┌────────

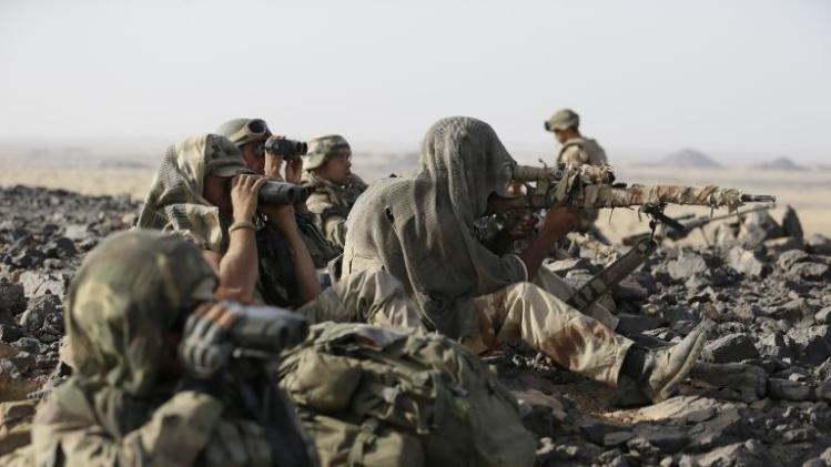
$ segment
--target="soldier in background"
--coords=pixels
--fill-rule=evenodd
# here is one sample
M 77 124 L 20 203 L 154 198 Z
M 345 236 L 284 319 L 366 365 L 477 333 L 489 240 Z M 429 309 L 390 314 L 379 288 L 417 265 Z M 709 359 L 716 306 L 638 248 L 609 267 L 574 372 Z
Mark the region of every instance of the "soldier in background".
M 217 285 L 178 235 L 119 233 L 87 255 L 65 313 L 75 372 L 38 409 L 31 465 L 317 465 L 276 384 L 231 375 L 239 315 Z
M 306 200 L 308 211 L 317 215 L 318 227 L 338 250 L 346 237 L 346 216 L 366 183 L 352 173 L 352 149 L 340 134 L 308 141 L 303 181 L 314 189 Z
M 563 146 L 557 155 L 557 164 L 568 165 L 608 165 L 606 151 L 591 138 L 580 134 L 580 115 L 571 109 L 560 109 L 546 120 L 545 128 L 554 133 L 557 142 Z M 591 234 L 604 243 L 609 243 L 606 236 L 595 226 L 598 217 L 597 210 L 582 210 L 580 225 L 577 232 Z
M 267 123 L 262 119 L 234 119 L 230 120 L 216 129 L 216 134 L 221 134 L 232 143 L 242 153 L 245 164 L 255 173 L 267 176 L 272 180 L 285 181 L 288 183 L 301 184 L 303 172 L 303 160 L 294 158 L 288 161 L 284 160 L 283 154 L 275 154 L 265 151 L 265 141 L 274 136 L 268 129 Z M 285 169 L 283 163 L 285 162 Z M 334 260 L 338 250 L 333 247 L 323 235 L 323 232 L 315 223 L 315 215 L 310 213 L 305 205 L 297 205 L 294 210 L 295 222 L 301 231 L 306 250 L 312 256 L 316 268 L 322 270 L 327 266 L 328 262 Z M 270 235 L 273 237 L 274 235 Z M 274 238 L 257 238 L 257 243 L 273 243 Z M 267 248 L 262 248 L 267 250 Z M 280 245 L 271 245 L 270 250 L 283 251 Z M 322 281 L 327 285 L 327 281 Z
M 429 331 L 476 353 L 521 339 L 566 369 L 610 386 L 626 375 L 651 400 L 663 400 L 698 359 L 703 328 L 647 351 L 530 283 L 551 244 L 579 222 L 570 207 L 550 210 L 519 254 L 483 246 L 473 224 L 510 205 L 515 167 L 487 123 L 439 120 L 422 142 L 418 172 L 374 182 L 349 213 L 344 274 L 392 274 Z

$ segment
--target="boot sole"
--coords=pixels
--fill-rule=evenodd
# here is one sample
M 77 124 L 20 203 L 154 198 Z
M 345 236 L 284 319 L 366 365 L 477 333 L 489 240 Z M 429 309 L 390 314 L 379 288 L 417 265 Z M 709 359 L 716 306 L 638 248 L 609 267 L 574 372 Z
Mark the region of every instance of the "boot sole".
M 663 388 L 661 388 L 655 395 L 655 397 L 652 397 L 652 403 L 661 403 L 663 400 L 667 400 L 669 396 L 672 395 L 672 390 L 676 388 L 678 383 L 687 378 L 687 375 L 689 375 L 692 366 L 696 364 L 696 362 L 698 362 L 698 357 L 701 355 L 701 349 L 703 349 L 705 344 L 707 344 L 707 333 L 700 333 L 698 335 L 698 338 L 696 339 L 696 344 L 692 345 L 692 349 L 689 354 L 687 354 L 687 358 L 683 361 L 683 364 L 678 368 L 678 372 L 672 375 L 669 382 L 663 385 Z

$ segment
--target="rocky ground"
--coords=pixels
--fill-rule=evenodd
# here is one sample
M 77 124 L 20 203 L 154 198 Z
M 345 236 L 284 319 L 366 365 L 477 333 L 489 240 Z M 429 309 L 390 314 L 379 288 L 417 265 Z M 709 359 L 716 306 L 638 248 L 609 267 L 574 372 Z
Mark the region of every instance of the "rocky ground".
M 84 252 L 126 229 L 136 203 L 0 189 L 0 454 L 24 444 L 27 395 L 67 374 L 62 300 Z M 677 341 L 710 323 L 679 395 L 635 406 L 514 345 L 488 357 L 520 398 L 543 465 L 831 465 L 831 241 L 797 213 L 722 224 L 713 246 L 660 248 L 615 290 L 620 331 Z M 551 267 L 576 285 L 590 252 Z

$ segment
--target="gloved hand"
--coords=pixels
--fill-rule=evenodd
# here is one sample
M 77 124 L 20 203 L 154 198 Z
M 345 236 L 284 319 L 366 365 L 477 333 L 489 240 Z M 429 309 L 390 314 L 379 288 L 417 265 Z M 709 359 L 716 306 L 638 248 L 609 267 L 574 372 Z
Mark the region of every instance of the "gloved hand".
M 233 351 L 229 329 L 239 317 L 221 303 L 203 304 L 188 317 L 179 359 L 189 377 L 211 379 L 227 364 Z

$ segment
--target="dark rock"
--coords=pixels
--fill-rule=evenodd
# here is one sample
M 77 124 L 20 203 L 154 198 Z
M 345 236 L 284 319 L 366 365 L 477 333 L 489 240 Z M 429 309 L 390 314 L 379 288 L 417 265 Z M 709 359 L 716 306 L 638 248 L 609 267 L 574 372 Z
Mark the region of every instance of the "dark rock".
M 751 403 L 764 397 L 768 375 L 754 365 L 738 363 L 699 363 L 690 372 L 690 378 L 699 385 L 713 388 L 720 399 Z
M 757 439 L 723 446 L 698 456 L 686 455 L 679 467 L 777 467 L 782 464 Z
M 821 263 L 799 263 L 790 268 L 790 273 L 807 281 L 820 281 L 828 275 L 829 266 Z
M 736 272 L 752 277 L 760 277 L 764 268 L 764 265 L 758 256 L 758 253 L 753 253 L 740 246 L 736 246 L 727 253 L 728 264 L 730 265 L 730 267 L 732 267 Z
M 663 454 L 678 453 L 690 441 L 686 428 L 671 425 L 642 424 L 636 426 L 634 432 Z
M 781 225 L 786 236 L 802 238 L 802 223 L 799 222 L 799 215 L 797 215 L 797 211 L 790 205 L 784 206 Z
M 798 352 L 793 341 L 779 332 L 762 335 L 757 346 L 762 355 L 780 359 L 793 358 Z
M 637 334 L 643 331 L 656 329 L 667 325 L 667 321 L 660 316 L 632 315 L 628 313 L 618 314 L 620 322 L 618 331 L 624 334 Z
M 0 324 L 0 342 L 12 343 L 23 337 L 23 332 L 13 324 Z
M 756 349 L 753 339 L 744 334 L 728 334 L 705 346 L 705 358 L 712 363 L 741 362 L 758 357 L 759 351 Z
M 813 318 L 817 323 L 831 324 L 831 306 L 827 306 L 817 312 Z
M 777 260 L 777 266 L 783 271 L 789 271 L 794 264 L 810 261 L 811 255 L 803 252 L 802 250 L 790 250 L 781 255 Z
M 20 283 L 26 290 L 26 296 L 33 297 L 50 292 L 52 295 L 63 296 L 65 285 L 63 278 L 51 274 L 38 274 L 27 271 L 20 275 Z
M 681 252 L 676 261 L 667 264 L 667 272 L 676 281 L 686 281 L 691 275 L 701 274 L 705 271 L 707 271 L 705 258 L 692 252 Z
M 802 383 L 768 378 L 768 397 L 780 400 L 814 400 L 814 390 Z
M 769 255 L 780 255 L 791 250 L 802 250 L 805 247 L 802 238 L 795 236 L 783 236 L 781 238 L 770 238 L 763 242 L 764 250 Z
M 788 332 L 798 348 L 800 362 L 808 365 L 819 365 L 831 356 L 831 328 L 829 325 L 818 325 L 808 328 L 793 328 Z
M 60 333 L 63 327 L 63 305 L 57 295 L 45 294 L 29 301 L 29 307 L 20 316 L 20 325 L 30 333 L 52 331 Z
M 26 291 L 22 285 L 0 280 L 0 324 L 11 324 L 14 315 L 26 309 Z
M 32 355 L 40 355 L 44 347 L 40 343 L 40 341 L 33 337 L 21 337 L 14 341 L 13 343 L 11 343 L 11 345 L 13 345 L 20 351 L 28 352 Z
M 805 240 L 805 248 L 814 254 L 831 255 L 831 238 L 822 234 L 813 234 Z

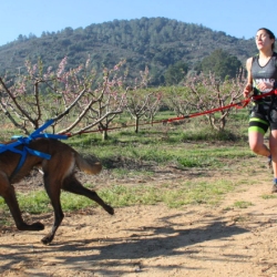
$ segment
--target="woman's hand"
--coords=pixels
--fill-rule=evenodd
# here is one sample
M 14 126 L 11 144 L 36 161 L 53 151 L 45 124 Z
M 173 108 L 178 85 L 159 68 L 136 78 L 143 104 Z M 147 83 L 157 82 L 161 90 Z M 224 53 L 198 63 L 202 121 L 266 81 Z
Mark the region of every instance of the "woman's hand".
M 248 95 L 250 94 L 252 91 L 253 91 L 253 85 L 250 83 L 246 84 L 246 86 L 244 89 L 244 96 L 248 98 Z
M 268 82 L 260 82 L 259 84 L 257 84 L 257 89 L 259 91 L 266 91 L 266 90 L 273 90 L 274 85 L 271 83 Z

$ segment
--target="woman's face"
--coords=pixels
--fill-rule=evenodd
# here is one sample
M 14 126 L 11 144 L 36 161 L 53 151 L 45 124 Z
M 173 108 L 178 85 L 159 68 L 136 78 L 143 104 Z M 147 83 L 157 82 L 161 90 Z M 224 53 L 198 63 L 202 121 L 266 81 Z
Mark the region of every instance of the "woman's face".
M 256 34 L 256 45 L 258 50 L 271 49 L 274 39 L 269 38 L 269 34 L 265 30 L 259 30 Z

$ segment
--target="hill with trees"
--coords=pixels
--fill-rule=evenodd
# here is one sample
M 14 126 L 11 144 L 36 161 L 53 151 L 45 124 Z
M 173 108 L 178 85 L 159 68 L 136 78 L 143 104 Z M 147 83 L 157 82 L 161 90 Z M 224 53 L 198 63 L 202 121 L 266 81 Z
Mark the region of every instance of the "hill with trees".
M 228 64 L 237 69 L 255 53 L 253 40 L 230 37 L 201 24 L 166 18 L 113 20 L 74 30 L 68 27 L 58 32 L 45 31 L 40 38 L 20 34 L 16 41 L 0 47 L 0 74 L 8 71 L 16 75 L 24 70 L 27 59 L 37 62 L 39 58 L 44 66 L 57 68 L 68 57 L 66 66 L 76 68 L 90 54 L 96 71 L 112 68 L 124 59 L 131 78 L 147 66 L 150 84 L 161 85 L 178 82 L 179 72 L 211 69 L 213 60 L 219 70 L 226 70 Z M 218 65 L 226 55 L 230 63 Z M 232 73 L 220 75 L 224 78 L 224 74 Z

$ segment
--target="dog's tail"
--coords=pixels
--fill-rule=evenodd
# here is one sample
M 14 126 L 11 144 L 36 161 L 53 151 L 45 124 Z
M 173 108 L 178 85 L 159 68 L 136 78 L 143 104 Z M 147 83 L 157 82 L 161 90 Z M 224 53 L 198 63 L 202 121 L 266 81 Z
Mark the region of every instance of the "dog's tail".
M 101 163 L 94 156 L 83 156 L 75 153 L 75 163 L 80 171 L 88 174 L 98 174 L 102 170 Z

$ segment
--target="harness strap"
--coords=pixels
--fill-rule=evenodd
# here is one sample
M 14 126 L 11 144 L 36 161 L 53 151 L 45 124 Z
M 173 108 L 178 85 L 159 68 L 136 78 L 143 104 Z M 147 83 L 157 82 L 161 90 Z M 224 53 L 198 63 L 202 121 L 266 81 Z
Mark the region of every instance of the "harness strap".
M 39 151 L 35 151 L 35 150 L 29 148 L 27 145 L 29 145 L 29 143 L 32 140 L 41 138 L 41 137 L 55 138 L 55 140 L 66 140 L 68 138 L 66 135 L 41 133 L 43 130 L 45 130 L 52 123 L 53 123 L 53 120 L 47 121 L 41 127 L 37 129 L 32 134 L 30 134 L 29 137 L 22 137 L 22 136 L 17 136 L 16 135 L 16 136 L 12 136 L 12 138 L 17 140 L 17 141 L 12 142 L 10 144 L 0 144 L 0 153 L 3 153 L 6 151 L 11 151 L 13 153 L 18 153 L 18 154 L 21 155 L 20 161 L 18 163 L 18 166 L 16 167 L 13 173 L 11 174 L 10 178 L 12 178 L 19 172 L 21 166 L 24 164 L 27 154 L 40 156 L 40 157 L 45 158 L 45 160 L 51 158 L 51 155 L 49 155 L 47 153 L 42 153 L 42 152 L 39 152 Z M 23 145 L 22 150 L 17 148 L 20 145 Z

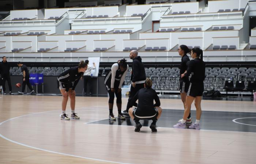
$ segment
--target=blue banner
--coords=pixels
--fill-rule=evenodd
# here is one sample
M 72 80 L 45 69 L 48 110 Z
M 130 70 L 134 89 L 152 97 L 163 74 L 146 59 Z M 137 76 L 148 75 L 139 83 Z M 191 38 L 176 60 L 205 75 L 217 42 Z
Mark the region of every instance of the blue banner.
M 29 82 L 32 85 L 41 84 L 44 82 L 44 74 L 30 74 Z

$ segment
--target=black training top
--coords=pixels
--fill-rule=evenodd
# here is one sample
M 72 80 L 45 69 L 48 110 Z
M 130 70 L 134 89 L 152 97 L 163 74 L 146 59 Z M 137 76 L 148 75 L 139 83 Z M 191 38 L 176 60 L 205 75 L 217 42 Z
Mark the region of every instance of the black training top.
M 185 76 L 189 82 L 195 84 L 203 84 L 205 76 L 205 63 L 199 58 L 196 58 L 188 62 Z
M 132 82 L 140 82 L 146 79 L 146 74 L 145 73 L 144 65 L 142 62 L 140 56 L 135 57 L 132 60 L 132 73 L 131 77 L 131 80 Z M 140 83 L 143 83 L 142 82 Z
M 22 71 L 22 72 L 23 72 L 24 71 L 25 71 L 25 73 L 26 73 L 26 77 L 29 77 L 29 70 L 27 70 L 27 67 L 26 66 L 26 65 L 22 65 L 20 67 L 20 68 L 21 68 L 21 70 Z
M 138 100 L 136 115 L 141 116 L 150 116 L 155 114 L 154 107 L 161 105 L 159 97 L 155 91 L 151 88 L 140 89 L 132 100 L 131 104 L 134 104 Z M 154 104 L 155 100 L 155 104 Z
M 72 90 L 75 90 L 76 85 L 83 74 L 83 72 L 78 73 L 78 67 L 72 67 L 60 75 L 58 77 L 58 81 L 63 83 L 68 84 L 70 87 L 72 87 Z M 72 86 L 72 82 L 75 82 Z M 69 87 L 67 87 L 66 91 L 68 91 L 69 89 Z
M 187 54 L 185 54 L 181 58 L 181 63 L 180 63 L 180 79 L 181 81 L 188 81 L 188 79 L 187 77 L 184 77 L 183 78 L 181 78 L 181 74 L 183 74 L 188 69 L 188 62 L 190 60 L 189 58 L 188 57 Z
M 2 76 L 9 75 L 10 74 L 10 64 L 6 62 L 0 63 L 0 74 Z

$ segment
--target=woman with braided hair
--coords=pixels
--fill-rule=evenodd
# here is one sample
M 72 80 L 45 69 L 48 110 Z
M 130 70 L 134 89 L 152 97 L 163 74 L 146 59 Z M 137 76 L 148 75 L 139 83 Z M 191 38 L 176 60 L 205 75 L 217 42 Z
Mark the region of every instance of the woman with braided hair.
M 114 64 L 111 69 L 107 74 L 104 79 L 104 84 L 109 95 L 109 118 L 111 120 L 116 120 L 113 114 L 113 106 L 114 94 L 116 97 L 116 106 L 117 107 L 118 115 L 117 118 L 125 119 L 125 118 L 122 114 L 122 95 L 121 87 L 127 73 L 129 66 L 125 59 L 120 60 L 120 62 Z

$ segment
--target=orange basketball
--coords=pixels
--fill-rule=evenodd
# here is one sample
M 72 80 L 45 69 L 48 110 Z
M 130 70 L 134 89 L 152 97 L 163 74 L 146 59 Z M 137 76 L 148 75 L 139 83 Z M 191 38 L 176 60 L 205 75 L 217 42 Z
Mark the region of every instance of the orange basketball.
M 17 83 L 15 85 L 17 88 L 19 88 L 21 86 L 21 84 L 20 83 Z

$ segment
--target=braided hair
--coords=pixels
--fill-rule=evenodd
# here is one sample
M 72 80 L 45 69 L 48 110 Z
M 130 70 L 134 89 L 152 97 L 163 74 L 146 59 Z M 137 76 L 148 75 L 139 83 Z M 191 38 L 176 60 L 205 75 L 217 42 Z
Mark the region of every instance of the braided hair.
M 184 53 L 185 54 L 187 54 L 188 53 L 189 54 L 191 54 L 191 50 L 189 48 L 188 46 L 185 45 L 181 45 L 180 46 L 180 49 L 184 51 Z
M 127 63 L 126 62 L 127 60 L 124 58 L 123 59 L 120 60 L 120 62 L 119 63 L 121 67 L 122 67 L 125 69 L 127 69 Z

└────────

→ OBJETIVO:
Transcreva sem nenhuma alteração o trecho que vai do início das linhas até a linha que contém "M 429 331 L", com as duas pontas incluídas. Deixe as imagens de fora.

→ RESOLUÇÃO DA TAREFA:
$ segment
--target="soldier in background"
--coords=pixels
--fill-rule=evenodd
# here is one sample
M 77 124 L 20 203 L 154 198 Z
M 345 236 L 284 319 L 366 365 L 477 333 L 489 240 Z M 429 309 L 390 314 L 379 288 L 417 265 Z M 709 359 L 716 306 L 638 248 L 609 267 L 574 372 Z
Mark the region of every instance of the "soldier in background".
M 217 285 L 178 235 L 119 233 L 87 255 L 65 313 L 75 372 L 38 409 L 31 465 L 317 465 L 276 384 L 231 375 L 239 315 Z
M 306 200 L 308 211 L 317 215 L 318 227 L 338 250 L 346 237 L 346 216 L 366 183 L 352 173 L 352 149 L 340 134 L 308 141 L 303 181 L 314 189 Z
M 563 146 L 557 155 L 557 164 L 568 165 L 608 165 L 606 151 L 591 138 L 580 134 L 580 115 L 571 109 L 560 109 L 546 120 L 545 128 L 554 133 L 557 142 Z M 591 234 L 604 243 L 609 243 L 606 236 L 595 226 L 598 217 L 597 210 L 582 210 L 580 225 L 577 232 Z
M 267 123 L 262 119 L 234 119 L 230 120 L 216 129 L 216 134 L 221 134 L 232 143 L 242 153 L 245 164 L 255 173 L 267 176 L 272 180 L 285 181 L 288 183 L 301 184 L 303 172 L 303 160 L 294 158 L 288 161 L 284 160 L 283 154 L 275 154 L 265 151 L 265 141 L 274 136 L 268 129 Z M 285 169 L 283 163 L 285 162 Z M 334 260 L 338 250 L 333 247 L 323 235 L 323 232 L 315 223 L 315 215 L 310 213 L 305 205 L 297 205 L 294 210 L 295 222 L 301 231 L 306 250 L 312 256 L 316 268 L 322 270 L 327 266 L 328 262 Z M 270 235 L 273 237 L 274 235 Z M 274 238 L 257 238 L 257 243 L 273 243 Z M 267 248 L 262 248 L 267 250 Z M 280 245 L 271 245 L 270 250 L 283 251 Z M 322 281 L 327 285 L 327 281 Z
M 429 331 L 476 353 L 521 339 L 566 369 L 610 386 L 626 375 L 651 400 L 663 400 L 698 359 L 703 328 L 647 351 L 530 283 L 551 244 L 579 222 L 570 207 L 550 210 L 519 254 L 483 246 L 473 224 L 510 205 L 515 167 L 487 123 L 439 120 L 422 142 L 418 172 L 374 182 L 349 213 L 344 274 L 392 274 Z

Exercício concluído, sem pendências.